Saved data entries:

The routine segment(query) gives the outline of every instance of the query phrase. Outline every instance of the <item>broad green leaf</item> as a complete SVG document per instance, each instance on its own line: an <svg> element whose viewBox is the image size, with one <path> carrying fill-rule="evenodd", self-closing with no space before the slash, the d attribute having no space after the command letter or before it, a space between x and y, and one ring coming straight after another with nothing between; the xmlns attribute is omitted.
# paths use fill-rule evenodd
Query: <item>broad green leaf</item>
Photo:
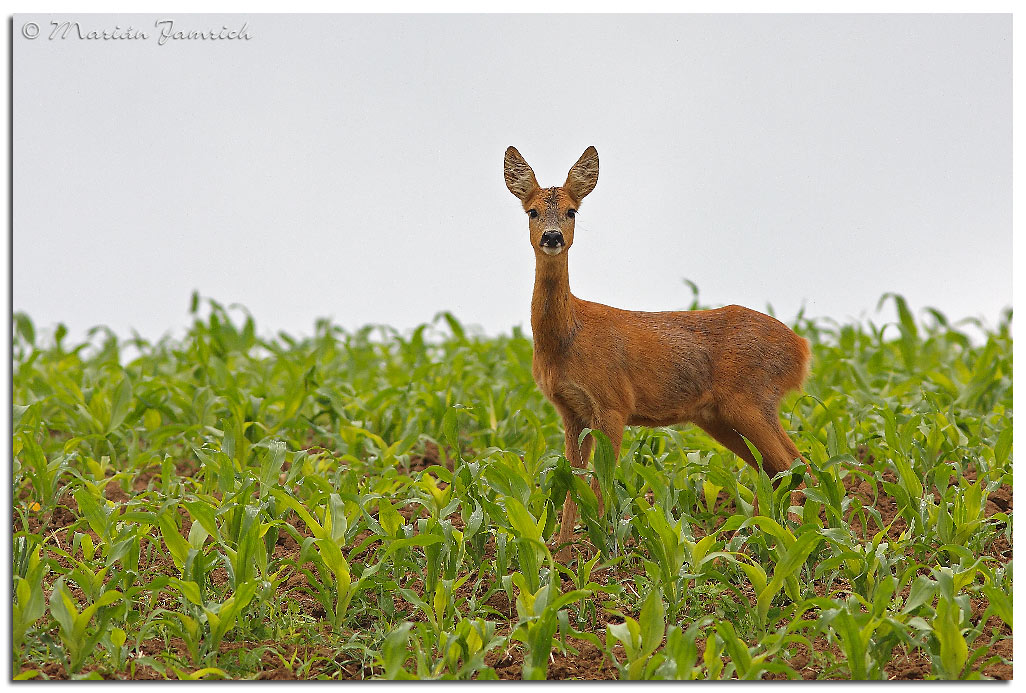
<svg viewBox="0 0 1026 693"><path fill-rule="evenodd" d="M937 613L931 627L940 645L937 661L940 674L945 679L961 677L962 667L969 657L969 646L958 626L958 606L951 600L941 597L937 601Z"/></svg>
<svg viewBox="0 0 1026 693"><path fill-rule="evenodd" d="M773 569L773 578L758 595L758 612L761 622L765 623L766 615L769 613L770 601L780 591L784 580L798 572L809 557L809 554L819 544L821 538L814 532L804 532L787 550L784 558L777 563Z"/></svg>
<svg viewBox="0 0 1026 693"><path fill-rule="evenodd" d="M646 655L650 655L662 643L663 632L666 630L663 600L658 589L648 593L645 603L641 606L638 624L641 627L641 649Z"/></svg>
<svg viewBox="0 0 1026 693"><path fill-rule="evenodd" d="M189 549L192 547L178 533L173 508L167 508L157 515L157 526L160 527L160 535L163 537L164 545L167 546L167 550L171 554L171 559L175 562L175 567L181 570L185 566L185 561L189 558Z"/></svg>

=== About this task ===
Each entry above should be copied exactly. The pictures should not.

=== Answer box ===
The routine segment(query) gives the outline of every instance of the query phrase. Outline every instance of the <item>broad green leaf</item> as a complete SVG document per instance, each instance on its own line: an <svg> element whose viewBox is the image size, with one <path> carrying fill-rule="evenodd", self-closing with no space before the slash, the d attribute having no space after the command letter or before it, a space between x and y, and one ring coming straight after another with nothing between; the xmlns attribute is omitted.
# paths use fill-rule evenodd
Query: <item>broad green leaf</item>
Photo:
<svg viewBox="0 0 1026 693"><path fill-rule="evenodd" d="M937 613L931 627L940 645L937 661L940 674L945 679L961 677L962 667L969 657L969 646L958 626L958 606L951 600L941 597L937 601Z"/></svg>
<svg viewBox="0 0 1026 693"><path fill-rule="evenodd" d="M773 569L773 578L758 595L758 612L761 622L765 623L766 615L769 613L770 601L780 591L784 580L798 572L809 557L809 554L819 544L821 538L814 532L804 532L787 550L784 558L777 563Z"/></svg>
<svg viewBox="0 0 1026 693"><path fill-rule="evenodd" d="M646 655L650 655L662 643L663 632L666 630L663 600L658 589L648 593L645 603L641 606L638 624L641 627L641 649Z"/></svg>
<svg viewBox="0 0 1026 693"><path fill-rule="evenodd" d="M189 549L192 547L178 533L173 508L167 508L157 515L157 526L160 527L160 535L163 537L164 545L167 546L167 550L171 554L171 559L175 562L175 567L181 570L185 566L185 561L189 558Z"/></svg>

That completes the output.